> CONSIGNE:
Reproduisez à l'identique le passage du texte sur les municipales qui commence par « Au sujet des » et se termine par « voire des mois. ».

> TEXTE À EXAMINER:
========================================================================

Municipales : le texte appelé à subir de nouvelles retouches

Décidément, le pouvoir sait parfaitement ce qu’il veut: tantôt il redonne virtuellement la nationalité aux émigrés et tantôt il la leur retire... Tantôt il veut des municipales et tantôt il n’en veut pas. Dans un cas comme dans l’autre, le Conseil des ministres, après avoir tranché, s’est rétracté.
Au sujet des municipales, on pensait que le projet de loi allait enfin être transmis à la Chambre. Mais six ministres (MM. Michel Eddé, Bahige Tabbarah, Elias Hanna, Akram Chehayeb, Mahmoud Abou Hamdane et Hagop Demerdjian), se ravisant après approbation du texte en Conseil des ministres, ont demandé un délai de quinze jours pour déposer des remarques en vue d’ultimes retouches. Et ils ont remis leurs copies soit au secrétaire général de la présidence du Conseil, M. Hicham Chaar, soit à la commission ministérielle spécialisée que dirige le ministre de l’Intérieur, M. Michel Murr.
Or, certaines observations sont si capitales que la commission ne peut que les déférer au Conseil des ministres pour étude. On est donc reparti pour un nouveau round d’examen et de finition qui peut prendre des semaines, voire des mois.
Parmi les remarques que font les ministres, on relève:
1) - La nécessité d’une clause limitant l’accès à la présidence d’une municipalité ou même la détention d’un permis de «makhtara» aux seuls titulaires de diplômes universitaires.
Une exigence qu’en réalité, la plupart des ministres estiment exagérée. Et tout à fait antidémocratique du reste puisque dans un village, la confiance de tous peut se porter sur un homme d’expérience ou même sur un jeune qui n’a pas de diplôme supérieur. De plus, s’il existe des domaines qui échappent à la compétence d’un président de municipalité, il peut toujours se faire conseiller soit par les autres édiles, qui sont du reste là pour cela, soit par des spécialistes. Sans compter que s’il faut faire ouvrir un dispensaire ou une crèche par exemple, on ne voit pas en quoi un diplôme de lettres, de droit ou de psychologie peut être utile. En outre, comment peut-on poser une telle condition au niveau municipal alors qu’un député, ou même plus, peut être parfaitement inculte?

Le volet confessionnel

2) - Le retour au système de dosage confessionnel qui avait cours avant 1963 au niveau des conseils municipaux comme de leurs présidences ainsi que dans les conseils de «makhatirs». Cela pour compenser un peu les déséquilibres occasionnés par la guerre et par le mouvement d’émigration ou d’exode qui a notamment frappé les chrétiens.
Les défenseurs de cette idée s’appuient d’abord sur un constat effectué par le chef du gouvernement en personne. Pour justifier le report des municipales, initialement fixées au mois de juin dernier, M. Rafic Hariri avait en effet déclaré que de telles élections produiraient un corps municipal composé à 75% de musulmans et à 25% seulement de chrétiens, disparité trop prononcée et qui pourrait provoquer dans le pays de redoutables secousses à caractère confessionnel. Le président du Conseil avait dès lors estimé que, pour que tout le monde puisse être représenté vraiment dans les conseils municipaux, il fallait modifier le projet de loi des élections municipales et y introduire un dispositif permettant à chaque électeur de voter là où il se trouve, s’il lui est impossible de se rendre à son village d’origine pour y exprimer sa volonté civique.

========================================================================

(Enregistrements conservés)
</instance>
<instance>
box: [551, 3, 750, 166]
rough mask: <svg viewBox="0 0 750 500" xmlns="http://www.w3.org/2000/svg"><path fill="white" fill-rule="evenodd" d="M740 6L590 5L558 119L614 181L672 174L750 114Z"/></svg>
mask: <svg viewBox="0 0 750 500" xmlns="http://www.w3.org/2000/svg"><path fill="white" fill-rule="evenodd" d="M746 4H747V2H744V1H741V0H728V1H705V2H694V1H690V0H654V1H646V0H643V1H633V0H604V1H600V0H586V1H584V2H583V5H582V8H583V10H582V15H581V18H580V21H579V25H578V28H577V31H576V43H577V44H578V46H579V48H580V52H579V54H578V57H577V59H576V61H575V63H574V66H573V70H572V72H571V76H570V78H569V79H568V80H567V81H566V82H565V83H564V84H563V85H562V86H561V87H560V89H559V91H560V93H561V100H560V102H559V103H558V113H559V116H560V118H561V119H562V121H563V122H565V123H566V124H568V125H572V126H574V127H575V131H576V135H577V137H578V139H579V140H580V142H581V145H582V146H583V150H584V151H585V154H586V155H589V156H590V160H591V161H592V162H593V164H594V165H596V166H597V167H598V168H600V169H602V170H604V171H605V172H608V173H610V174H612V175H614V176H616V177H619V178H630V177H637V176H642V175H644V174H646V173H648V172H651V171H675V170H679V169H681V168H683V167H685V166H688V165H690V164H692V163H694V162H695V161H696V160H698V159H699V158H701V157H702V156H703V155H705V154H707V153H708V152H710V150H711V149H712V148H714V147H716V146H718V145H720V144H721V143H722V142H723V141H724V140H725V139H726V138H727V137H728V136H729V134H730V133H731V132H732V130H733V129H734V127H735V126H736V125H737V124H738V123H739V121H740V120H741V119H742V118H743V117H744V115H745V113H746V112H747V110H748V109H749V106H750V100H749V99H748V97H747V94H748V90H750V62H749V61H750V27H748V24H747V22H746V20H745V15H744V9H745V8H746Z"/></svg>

========================================================================

> VOTRE RÉPONSE:
Au sujet des municipales, on pensait que le projet de loi allait enfin être transmis à la Chambre. Mais six ministres (MM. Michel Eddé, Bahige Tabbarah, Elias Hanna, Akram Chehayeb, Mahmoud Abou Hamdane et Hagop Demerdjian), se ravisant après approbation du texte en Conseil des ministres, ont demandé un délai de quinze jours pour déposer des remarques en vue d’ultimes retouches. Et ils ont remis leurs copies soit au secrétaire général de la présidence du Conseil, M. Hicham Chaar, soit à la commission ministérielle spécialisée que dirige le ministre de l’Intérieur, M. Michel Murr.
Or, certaines observations sont si capitales que la commission ne peut que les déférer au Conseil des ministres pour étude. On est donc reparti pour un nouveau round d’examen et de finition qui peut prendre des semaines, voire des mois.